Extrait à lire

==================================================

J.B. - Les gens ne se rendent pas toujours compte de ce que de tels enjeux économiques sous-tendent. Une ambition déclarée ne suffit pas, évidemment. Derrière, cela suppose un éco-système économique qu'il faut développer en permanence pour progresser car nous sommes seuls avec nos partenaires. Contrairement à l'USGA, la PGA et le Royal & Ancient qui ont la capacité de faire jouer des vases communicants entre leurs événements masculins - qui drainent des revenus importants - et féminins. Ce n'est pas notre cas.
F.R. - Il y a un voeu politique sur l'égalité hommesfemmes, puisque tout le monde est convaincu qu'il faut y arriver. Nous, les premiers mais pas à n'importe quel prix. Cela doit être construit sur des bases économiques saines. Nous le démontrons tous les ans depuis trente ans à Evian. Souvenons-nous que nous sommes partis d'un « prize money » de 1 million de francs… Le tournoi est passé à huit millions de dollars de dotation. C'est clair et cohérent. Mais nous ne sommes pas dans une course au « prize money ». On travaille pour le sport féminin. Tout le monde est d'accord avec ça, à commencer par les médias, mais aucun ne veut payer des droits télés pour les femmes à hauteur de ce qu'ils payent pour les hommes. Il y a donc encore du chemin à faire.
Pensez-vous que le peu de visibilité dont dispose le golf masculin, compte tenu du flou des accords entre le PGA Tour et le LIV Golf, peut avoir un impact sur le golf féminin ?
F.R. - Non, parce que le golf féminin a son propre chantier. Et on a vraiment du pain sur la planche, indépendamment de ce qui se passe dans le golf masculin. Il y a quand même une très grosse pression sur cette égalité hommes-femmes. Moi, je le vois bien quand je vais voir des sponsors. Je lis toujours le rapport RSE avant d'entrer dans une discussion avec un potentiel sponsor, s'il est coté. Il y est décrit l'égalité hommesfemmes. Est-ce que tout le monde est à la hauteur de ses engagements ? Comme toujours, c'est plus ou moins, cela dépend des entreprises. Nous avons donc une carte à jouer pour les aider. Nous sommes crédibles parce que nous n'avons pas démarré le sport féminin la semaine dernière. C'était il y a trente ans. Et il n'y avait pas grand monde à l'époque.

==================================================

Données de travail
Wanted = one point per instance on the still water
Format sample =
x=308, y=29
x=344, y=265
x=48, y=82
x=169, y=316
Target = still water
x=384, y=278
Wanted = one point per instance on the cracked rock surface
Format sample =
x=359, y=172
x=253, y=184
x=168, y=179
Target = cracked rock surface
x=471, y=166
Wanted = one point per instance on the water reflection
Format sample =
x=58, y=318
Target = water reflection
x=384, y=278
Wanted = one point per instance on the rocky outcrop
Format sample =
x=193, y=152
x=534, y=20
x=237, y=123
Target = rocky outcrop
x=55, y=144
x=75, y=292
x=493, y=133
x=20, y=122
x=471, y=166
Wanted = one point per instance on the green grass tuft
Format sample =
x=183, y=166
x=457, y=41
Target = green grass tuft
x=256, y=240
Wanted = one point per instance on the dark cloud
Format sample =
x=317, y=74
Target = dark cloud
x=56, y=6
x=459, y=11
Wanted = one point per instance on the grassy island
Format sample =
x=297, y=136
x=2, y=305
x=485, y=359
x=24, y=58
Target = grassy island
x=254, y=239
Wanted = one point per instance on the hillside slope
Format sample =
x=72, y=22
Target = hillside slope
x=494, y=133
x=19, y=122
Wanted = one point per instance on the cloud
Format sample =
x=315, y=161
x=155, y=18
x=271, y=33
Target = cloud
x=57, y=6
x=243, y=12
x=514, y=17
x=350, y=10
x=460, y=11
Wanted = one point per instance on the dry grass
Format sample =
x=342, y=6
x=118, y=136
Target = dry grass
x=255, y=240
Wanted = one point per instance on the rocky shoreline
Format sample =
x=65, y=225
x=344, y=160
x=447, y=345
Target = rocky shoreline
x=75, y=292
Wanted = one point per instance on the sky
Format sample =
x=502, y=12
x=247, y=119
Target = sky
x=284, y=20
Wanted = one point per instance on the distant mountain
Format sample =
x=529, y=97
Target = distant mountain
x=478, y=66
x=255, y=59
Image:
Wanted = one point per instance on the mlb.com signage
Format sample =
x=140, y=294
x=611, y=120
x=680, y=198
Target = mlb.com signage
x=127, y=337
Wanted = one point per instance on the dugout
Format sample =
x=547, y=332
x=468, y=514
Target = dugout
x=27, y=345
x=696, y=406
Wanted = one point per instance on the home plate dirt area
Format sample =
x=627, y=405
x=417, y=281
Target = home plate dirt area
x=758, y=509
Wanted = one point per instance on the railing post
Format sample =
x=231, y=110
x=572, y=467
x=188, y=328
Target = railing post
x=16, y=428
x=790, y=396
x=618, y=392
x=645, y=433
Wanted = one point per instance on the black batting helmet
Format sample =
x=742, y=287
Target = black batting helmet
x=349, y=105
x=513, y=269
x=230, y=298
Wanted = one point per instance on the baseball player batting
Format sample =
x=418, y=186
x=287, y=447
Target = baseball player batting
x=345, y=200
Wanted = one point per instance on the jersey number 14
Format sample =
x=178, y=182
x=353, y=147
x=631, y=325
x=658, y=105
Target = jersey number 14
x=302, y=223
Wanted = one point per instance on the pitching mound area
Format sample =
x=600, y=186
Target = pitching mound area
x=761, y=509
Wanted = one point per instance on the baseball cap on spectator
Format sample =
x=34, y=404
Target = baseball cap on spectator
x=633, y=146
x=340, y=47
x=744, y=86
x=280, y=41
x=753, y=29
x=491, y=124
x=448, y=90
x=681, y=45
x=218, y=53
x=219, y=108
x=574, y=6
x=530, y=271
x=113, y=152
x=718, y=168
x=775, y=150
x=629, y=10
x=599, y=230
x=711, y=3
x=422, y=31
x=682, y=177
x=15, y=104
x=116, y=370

==================================================

Travail à faire
• 1. Relevez chaque ligne où figure le mot « water », en tenant compte des majuscules et des minuscules.
• 2. Donnez la suite de l'entretien sur le golf féminin, en reprenant juste après sa dernière phrase.
Le texte et les lignes sont sans rapport les uns avec les autres.

Résultats finaux
• 1.
Wanted = one point per instance on the still water
Target = still water
Wanted = one point per instance on the water reflection
Target = water reflection

• 2.
J.B. - Sur ce que vit le golf masculin et les affres de son contexte politique et géopolitique liés à sa gouvernance, le golf féminin, lui est resté assez protégé. Néanmoins, les acteurs qui se sont opposés dans le golf masculin vont se retrouver dans le golf féminin. Notre rôle, c'est d'anticiper pour toujours maîtriser notre destin et notre système de valeurs, avec le même objectif de développement du sport féminin.
Comme l'Amundi Evian Championship qu'elle a remporté l'an dernier, Céline Boutier est trentenaire en 2024. Son destin est-il désormais lié pour l'éternité à celui du tournoi ?
F.R. - Ils sont liés pour l'éternité parce qu'elle est la première et la seule Française à avoir gagné un Majeur des temps modernes, aurais-je tendance à dire. A fortiori sur le sol français.
J.B. - À jamais la première ! (Rires.)
F.R. - Après, Evian n'est pas un tournoi français, c'est un rendez-vous Majeur. Le souvenir est très lié à l'émotion reçue. C'est clair, pour nous, cela a été un grand moment. On est un peu cocorico en disant cela parce qu'à l'international, Céline a été une gagnante comme une autre.
Quelle image vous reste-t-il de l'édition 2023 qui a eu un fort retentissement en France ?
F.R. - Ce n'est pas une image, mais un film. Céline, je la connais depuis qu'elle est toute petite. Mon fils Hugo était au Paris Country Club à ses débuts et j'ai vu Céline commencer, même si elle est plus âgée. Nous avons invité Céline très tôt à Évian. Elle est passée par la Galaxy. Quand on l'invitait, elle ne passait pas le cut, toute tremblante. Donc, l'an dernier, on l'a vue au premier tour, puis au deuxième, au troisième compter cinq coups d'avance. On s'est dit : « Elle va le faire ! C'est dingue ! » C'est ça mon souvenir. Et mon inquiétude, c'est qu'il faut qu'elle gère cette année, surtout. La pression revient. Elle a gagné ici, ça c'est fait.
J.B. - Moi, j'ai quand même un petit moment qui me reste, c'est La Marseillaise sur le green du 18. Cela avait de la gueule. Je n'oublierai jamais l'émotion qui est née de ça, devant les Américains. Cette année, le dernier tour tombe un 14 Juillet, ce serait formidable qu'elle gagne de nouveau !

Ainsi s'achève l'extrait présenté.